(ZADANIA):
**a.** Odpowiedz na podstawie wpisu na blogu o pożegnaniu B747:
(i) Jakie dwie rzeczy są w życiu pewne według przytoczonego powiedzenia?
(ii) Obok jakiego samolotu stał 747 na zdjęciu pokazanym przez kolegę z klasy?
(iii) Z jakiego samolotu nastąpiła przesiadka na B757?
**b.** Przetłumacz na angielski zdanie z wpisu na blogu o pożegnaniu B747: „Pożegnania nigdy nie są łatwe, ale są częścią życia każdego z nas.”

(TEKST ŹRÓDŁOWY):
::::::::::

Blog Piotra Lipińskiego: „Dzień jak co dzień... w powietrzu - pożegnania…”
Zapraszamy do lektury kolejnego odcinka Bloga Piotra Lipińskiego, pt. „Dzień jak co dzień... w powietrzu
- pożegnania…”
Jest powiedzenie, że w życiu są pewne tylko dwie rzeczy. Podatki i śmierć. Wiek chyba robi swoje, bo widzę jak z czasem zmienia się punkt widzenia świata. Sprawy kiedyś tak bardzo odlegle robią się coraz bliższe i często już są na wyciagnięcie ręki. Z wieloma sprawami trzeba umieć się pogodzić niezależnie jak trudne to może być. Pożegnania nigdy nie są łatwe, ale są częścią życia każdego z nas. Pod tym względem ostatnie parę lat było dosyć ciężkie.
Ostatnio z taśmy produkcyjnej wyjechał ostatni B747, czyli jeden z najbardziej rozpoznawalnych samolotów pasażerskich - Jumbo jet. Jeden z tych samolotów które naprawdę połączyły świat. Moje pierwsze wspomnienie to, kiedy kolega z klasy pokazał zdjęcie 747 stojącego obok Boeinga 707. Wtedy nie bylem fanem samolotów pasażerskich, ale wyobraźnia zadziałała.
Minęło sporo lat zanim udało mi się zobaczyć 747 z bliska. Akurat przesiadłem się z EMB145 na B757. Przy "ołówku" to był naprawdę duży samolot! Wysokie podwozie, olbrzymie silniki i już wtedy lekko wiekowy kokpit. Ale i tak czułem tą wielkość!

::::::::::

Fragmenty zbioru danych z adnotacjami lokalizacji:
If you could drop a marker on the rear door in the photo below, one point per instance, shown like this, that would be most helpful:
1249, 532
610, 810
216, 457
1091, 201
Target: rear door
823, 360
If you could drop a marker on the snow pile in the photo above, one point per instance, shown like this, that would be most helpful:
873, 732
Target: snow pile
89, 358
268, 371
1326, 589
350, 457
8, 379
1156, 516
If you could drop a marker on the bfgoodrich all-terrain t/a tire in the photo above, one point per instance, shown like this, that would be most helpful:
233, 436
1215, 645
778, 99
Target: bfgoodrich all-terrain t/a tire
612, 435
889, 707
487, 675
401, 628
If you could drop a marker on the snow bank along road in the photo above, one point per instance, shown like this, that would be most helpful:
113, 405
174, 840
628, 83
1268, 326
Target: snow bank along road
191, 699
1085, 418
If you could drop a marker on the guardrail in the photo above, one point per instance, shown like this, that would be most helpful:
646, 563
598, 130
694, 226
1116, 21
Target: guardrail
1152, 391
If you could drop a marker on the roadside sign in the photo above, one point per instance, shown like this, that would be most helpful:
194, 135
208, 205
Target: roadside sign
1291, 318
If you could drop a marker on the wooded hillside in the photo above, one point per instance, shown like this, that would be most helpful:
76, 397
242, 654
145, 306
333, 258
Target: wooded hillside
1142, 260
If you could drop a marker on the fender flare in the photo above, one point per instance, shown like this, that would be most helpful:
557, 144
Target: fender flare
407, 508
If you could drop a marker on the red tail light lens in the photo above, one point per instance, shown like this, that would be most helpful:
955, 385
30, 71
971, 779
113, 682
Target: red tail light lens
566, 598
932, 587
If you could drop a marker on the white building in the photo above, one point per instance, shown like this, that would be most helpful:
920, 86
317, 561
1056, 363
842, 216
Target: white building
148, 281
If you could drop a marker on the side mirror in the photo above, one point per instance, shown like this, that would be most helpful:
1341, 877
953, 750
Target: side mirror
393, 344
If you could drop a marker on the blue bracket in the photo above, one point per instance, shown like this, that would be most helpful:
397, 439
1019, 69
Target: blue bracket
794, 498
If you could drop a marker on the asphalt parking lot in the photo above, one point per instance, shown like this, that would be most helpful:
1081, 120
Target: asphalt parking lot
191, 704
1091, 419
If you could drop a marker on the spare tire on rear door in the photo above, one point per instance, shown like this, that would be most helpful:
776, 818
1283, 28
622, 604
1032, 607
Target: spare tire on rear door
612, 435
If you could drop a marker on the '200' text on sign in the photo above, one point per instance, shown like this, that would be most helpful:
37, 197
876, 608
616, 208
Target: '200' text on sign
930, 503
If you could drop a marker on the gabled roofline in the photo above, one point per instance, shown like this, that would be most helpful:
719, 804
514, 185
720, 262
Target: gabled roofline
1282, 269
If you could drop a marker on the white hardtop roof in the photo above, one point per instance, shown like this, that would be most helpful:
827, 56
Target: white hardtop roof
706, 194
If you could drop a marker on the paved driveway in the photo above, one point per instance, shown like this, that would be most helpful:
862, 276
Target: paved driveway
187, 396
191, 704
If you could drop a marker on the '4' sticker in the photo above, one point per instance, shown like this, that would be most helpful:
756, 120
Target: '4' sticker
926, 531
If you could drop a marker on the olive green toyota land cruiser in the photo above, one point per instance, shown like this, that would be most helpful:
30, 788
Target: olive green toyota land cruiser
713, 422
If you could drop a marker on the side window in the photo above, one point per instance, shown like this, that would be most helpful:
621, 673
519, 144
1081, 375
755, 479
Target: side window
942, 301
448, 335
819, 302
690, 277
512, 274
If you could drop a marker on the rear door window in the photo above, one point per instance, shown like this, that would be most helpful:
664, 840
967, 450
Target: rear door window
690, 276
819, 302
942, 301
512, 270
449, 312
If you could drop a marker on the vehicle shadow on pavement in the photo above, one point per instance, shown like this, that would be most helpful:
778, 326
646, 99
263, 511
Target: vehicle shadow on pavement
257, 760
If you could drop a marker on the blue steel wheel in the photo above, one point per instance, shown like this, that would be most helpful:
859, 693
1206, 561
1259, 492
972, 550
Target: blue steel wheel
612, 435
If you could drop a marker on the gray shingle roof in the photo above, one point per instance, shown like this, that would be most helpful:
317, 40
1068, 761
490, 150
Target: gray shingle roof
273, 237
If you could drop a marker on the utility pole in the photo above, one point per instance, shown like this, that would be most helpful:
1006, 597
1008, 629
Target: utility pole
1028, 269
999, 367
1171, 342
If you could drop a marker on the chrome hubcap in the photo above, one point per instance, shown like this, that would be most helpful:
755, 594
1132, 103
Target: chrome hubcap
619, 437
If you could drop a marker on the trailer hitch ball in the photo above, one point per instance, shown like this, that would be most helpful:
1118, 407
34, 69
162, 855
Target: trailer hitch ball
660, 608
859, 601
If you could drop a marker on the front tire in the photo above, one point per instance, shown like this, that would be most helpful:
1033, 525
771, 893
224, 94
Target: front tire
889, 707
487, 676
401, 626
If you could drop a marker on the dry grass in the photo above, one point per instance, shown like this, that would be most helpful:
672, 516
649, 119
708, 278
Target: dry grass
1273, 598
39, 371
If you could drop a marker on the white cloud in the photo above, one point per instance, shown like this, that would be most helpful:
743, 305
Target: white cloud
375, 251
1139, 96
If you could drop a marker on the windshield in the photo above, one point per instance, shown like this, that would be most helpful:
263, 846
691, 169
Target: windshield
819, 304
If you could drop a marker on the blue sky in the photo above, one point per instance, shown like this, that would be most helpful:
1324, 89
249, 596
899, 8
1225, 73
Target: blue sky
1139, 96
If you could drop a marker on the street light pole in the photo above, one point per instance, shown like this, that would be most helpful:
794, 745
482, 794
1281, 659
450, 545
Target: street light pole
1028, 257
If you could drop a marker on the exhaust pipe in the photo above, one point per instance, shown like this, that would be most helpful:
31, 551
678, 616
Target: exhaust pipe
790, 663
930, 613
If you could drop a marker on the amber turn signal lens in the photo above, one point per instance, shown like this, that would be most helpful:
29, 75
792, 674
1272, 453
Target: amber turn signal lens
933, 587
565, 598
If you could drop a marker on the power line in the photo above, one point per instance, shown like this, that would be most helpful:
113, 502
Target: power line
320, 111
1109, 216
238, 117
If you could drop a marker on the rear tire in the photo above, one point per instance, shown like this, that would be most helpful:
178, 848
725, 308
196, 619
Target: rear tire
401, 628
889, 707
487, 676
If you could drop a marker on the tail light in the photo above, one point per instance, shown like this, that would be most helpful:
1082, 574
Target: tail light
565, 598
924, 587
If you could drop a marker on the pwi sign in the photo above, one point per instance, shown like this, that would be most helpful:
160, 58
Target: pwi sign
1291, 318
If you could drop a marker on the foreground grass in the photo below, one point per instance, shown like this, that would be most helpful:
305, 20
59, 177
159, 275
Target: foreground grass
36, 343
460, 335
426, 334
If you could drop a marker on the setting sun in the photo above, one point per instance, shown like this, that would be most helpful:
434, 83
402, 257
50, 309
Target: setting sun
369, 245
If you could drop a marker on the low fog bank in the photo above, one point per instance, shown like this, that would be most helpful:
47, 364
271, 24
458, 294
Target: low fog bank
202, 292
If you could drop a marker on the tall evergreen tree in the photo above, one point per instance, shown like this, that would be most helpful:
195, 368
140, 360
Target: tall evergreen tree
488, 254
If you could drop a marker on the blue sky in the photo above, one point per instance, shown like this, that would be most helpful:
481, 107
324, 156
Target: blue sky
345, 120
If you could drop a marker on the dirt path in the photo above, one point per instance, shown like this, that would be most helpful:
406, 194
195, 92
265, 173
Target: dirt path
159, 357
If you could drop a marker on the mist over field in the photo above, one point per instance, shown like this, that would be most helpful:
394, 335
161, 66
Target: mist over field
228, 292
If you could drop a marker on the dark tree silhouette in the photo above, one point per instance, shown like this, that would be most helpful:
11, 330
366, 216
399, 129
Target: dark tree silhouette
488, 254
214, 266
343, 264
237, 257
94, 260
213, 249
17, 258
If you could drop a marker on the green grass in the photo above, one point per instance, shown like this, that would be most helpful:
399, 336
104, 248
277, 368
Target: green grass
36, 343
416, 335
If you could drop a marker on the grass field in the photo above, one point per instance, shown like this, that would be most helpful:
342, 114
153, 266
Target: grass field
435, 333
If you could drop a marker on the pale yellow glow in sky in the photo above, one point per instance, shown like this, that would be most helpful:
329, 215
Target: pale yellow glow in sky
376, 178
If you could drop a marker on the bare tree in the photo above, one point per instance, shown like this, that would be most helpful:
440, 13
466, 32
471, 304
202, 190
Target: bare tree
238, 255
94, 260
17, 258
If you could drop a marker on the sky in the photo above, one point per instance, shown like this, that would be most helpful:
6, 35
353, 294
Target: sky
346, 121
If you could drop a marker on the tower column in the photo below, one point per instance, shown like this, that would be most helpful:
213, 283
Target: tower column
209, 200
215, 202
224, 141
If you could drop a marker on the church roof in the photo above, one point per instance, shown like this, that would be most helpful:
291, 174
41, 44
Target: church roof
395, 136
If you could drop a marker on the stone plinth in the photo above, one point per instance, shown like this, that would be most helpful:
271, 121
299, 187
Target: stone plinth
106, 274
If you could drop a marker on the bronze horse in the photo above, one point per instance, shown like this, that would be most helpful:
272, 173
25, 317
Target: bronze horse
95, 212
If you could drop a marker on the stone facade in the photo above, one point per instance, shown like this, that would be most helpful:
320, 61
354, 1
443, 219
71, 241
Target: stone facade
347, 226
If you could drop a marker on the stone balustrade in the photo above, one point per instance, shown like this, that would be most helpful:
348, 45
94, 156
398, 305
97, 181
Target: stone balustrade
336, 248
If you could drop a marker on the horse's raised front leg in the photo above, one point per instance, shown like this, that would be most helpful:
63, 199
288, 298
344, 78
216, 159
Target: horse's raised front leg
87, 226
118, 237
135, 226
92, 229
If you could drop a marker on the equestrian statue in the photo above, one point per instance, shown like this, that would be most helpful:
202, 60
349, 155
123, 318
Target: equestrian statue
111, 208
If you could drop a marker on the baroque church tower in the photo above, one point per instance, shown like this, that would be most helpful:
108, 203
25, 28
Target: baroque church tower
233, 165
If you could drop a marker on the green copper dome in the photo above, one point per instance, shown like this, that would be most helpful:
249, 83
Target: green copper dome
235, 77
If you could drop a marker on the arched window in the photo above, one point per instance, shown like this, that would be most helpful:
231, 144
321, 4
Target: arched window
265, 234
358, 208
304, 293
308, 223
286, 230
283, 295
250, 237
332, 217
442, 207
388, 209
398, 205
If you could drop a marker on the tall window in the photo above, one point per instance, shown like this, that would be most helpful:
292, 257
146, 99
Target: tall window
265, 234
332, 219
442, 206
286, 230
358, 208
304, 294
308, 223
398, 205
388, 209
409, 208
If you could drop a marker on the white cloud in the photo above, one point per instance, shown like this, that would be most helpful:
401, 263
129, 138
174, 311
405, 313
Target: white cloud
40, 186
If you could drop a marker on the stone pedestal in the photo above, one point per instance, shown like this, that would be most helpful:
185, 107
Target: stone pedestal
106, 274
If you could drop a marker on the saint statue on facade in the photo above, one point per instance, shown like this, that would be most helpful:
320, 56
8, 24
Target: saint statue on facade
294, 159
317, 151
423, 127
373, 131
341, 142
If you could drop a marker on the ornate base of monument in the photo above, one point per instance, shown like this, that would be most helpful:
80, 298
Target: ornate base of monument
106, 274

::::::::::

(ODPOWIEDZI DO ZADAŃ):
**a.**
(i) Podatki i śmierć.
(ii) Obok Boeinga 707.
(iii) Z EMB145.

**b.** Goodbyes are never easy, but they are a part of life for every one of us.